• [Supplied text]
========

It's not about kitchens or the deficit, or even truth or lies. It's about who can get away with lying. That's worth a lot of money to a corporation and money means social status and all its trappings.

But only for as long as you can hold on to it.

*(I just love that word)


DocAmazing said...

she is compulsed to defend it

Not to be pedantic, but I think that would be "compelled".

Anonymous said...

It's amazing that McArdle can be wrong like this on kitchen utensils as she is on less unimportant stuff. Good on you for your persistence, Susan.

Susan of Texas said...

Doc Amazing, you're right but I like the word, imaginary though it may be. I'll call it artistic license.

Thanks, anon.

Mr. Wonderful said...

boarding school invective

I just love that term.

Anonymous said...

I'm guessing that the verve of this post means you're back to full health. Congratulations on that as well as on the piercing insights. They made my morning !


fish said...

Perhaps you shouldn't mention piercing insights quite so soon after a passing kidney stone.

Clever Pseudonym said...

My eyes glazed over in her response to Levenson's most excellent post, so I've no idea how she defended herself, but this early sentence stood out and made me laugh:

"I am of course not a historian of kitchens."

1) No shit, Sherlock. Despite your pretentions, I doubt you know a butter knife from a spatula.

2) But! You spent ALL DAY researching!

What is it going to take for this incompetent moron to get fired from journalism?

Anonymous said...

Wow, the ultimate humiliation for McMeg - to be exposed as a blustering no-nothing in the pages of the holy WSJ. That had to hurt.

And of course, the crowning irony: M.C. Megan could lie about health care, war, the hollowing out of the economy, and the creation of a vast secret torture/surveillance state, and everything's fine, but say something stupid about kitchen appliances, and you get called out by name in the WSJ.

Downpuppy said...

And why does the WSJ take Tom's side?

Better pictures, natch.

Dan S. said...

"It's amazing that McArdle can be wrong like this on kitchen utensils as she is on less unimportant stuff."

Fractal wrongness!

Brad said...

Wow, McMegan must really have a stick up her arse concerning Krugman to put so much effort into embarrassing herself. Cowen and Krugman casually appeal to commonplace knowledge of the transition from iceboxes to refrigerators, buggies to automobiles, outhouses to flush toilets, and the like. Megan, always looking for an opportunity to miss the forest for the trees, sees the chance to use her deep understanding of kitchen status objects to play gotcha with people she clearly envies. After all, pots have gotten so much shinier in the past sixty years. Take that, Mr. Nobel Laureate! It's not so much the factual error--par for the course with McArdle--so much as the sheer childishness that shines through.

========

• [Data excerpt]
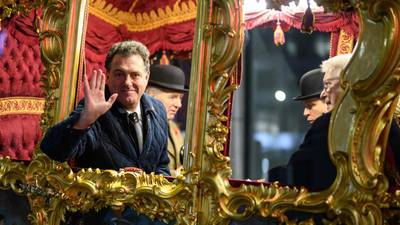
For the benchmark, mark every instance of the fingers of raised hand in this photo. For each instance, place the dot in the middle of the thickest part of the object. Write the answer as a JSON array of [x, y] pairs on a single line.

========

• [Task list]
[a] In the comment thread about McArdle and kitchens, what word does DocAmazing suggest should replace "compulsed"?
[b] Continue the comment thread about McArdle and kitchens with the next comment after Brad's.

• [Answers provided]
[a] "Compelled"

[b]
Anonymous said...

Brad, I know we don't go on about the topic, but she's claims her old moniker Jane Galt came about because she was trolling someone, not because she was an Objectivist.

Childishness is just how she operates. She'll post in a fit of pique, be wrong, double down and then post about how OTHER people have bias and that it affects what they write. Then she'll blithely ignore that it ever happened, and if she has to apologize, she'll trash liberal strawmen for being wrong also.

How embarrassing!

Anonymous said...

It's also odd how her blogging career has mimicked Ayn Rand's real life though.

Rand surrounded herself with acolytes that she would demand follow her like a religion instead of arguments. Then denying science about lung cancer and cigarettes being related and then dying of lung cancer alone. I think Johann Hari, among others, has written some good pieces about Rand, but what's sad is how Megan follows the model with her blog followers.

Anonymous said...

I like the word egregious as well but I am always keen to add a new word and I am now looking for any opportunity to use compulsed.

Some years ago a friend pointed out that simple words become complicated as people lose track of them. The house was burgled becomes The house was burglarized. I am a burglar becomes I am a burglarizationist.

So I am also looking for a chance to use the world compulsated, compulsationized and so on.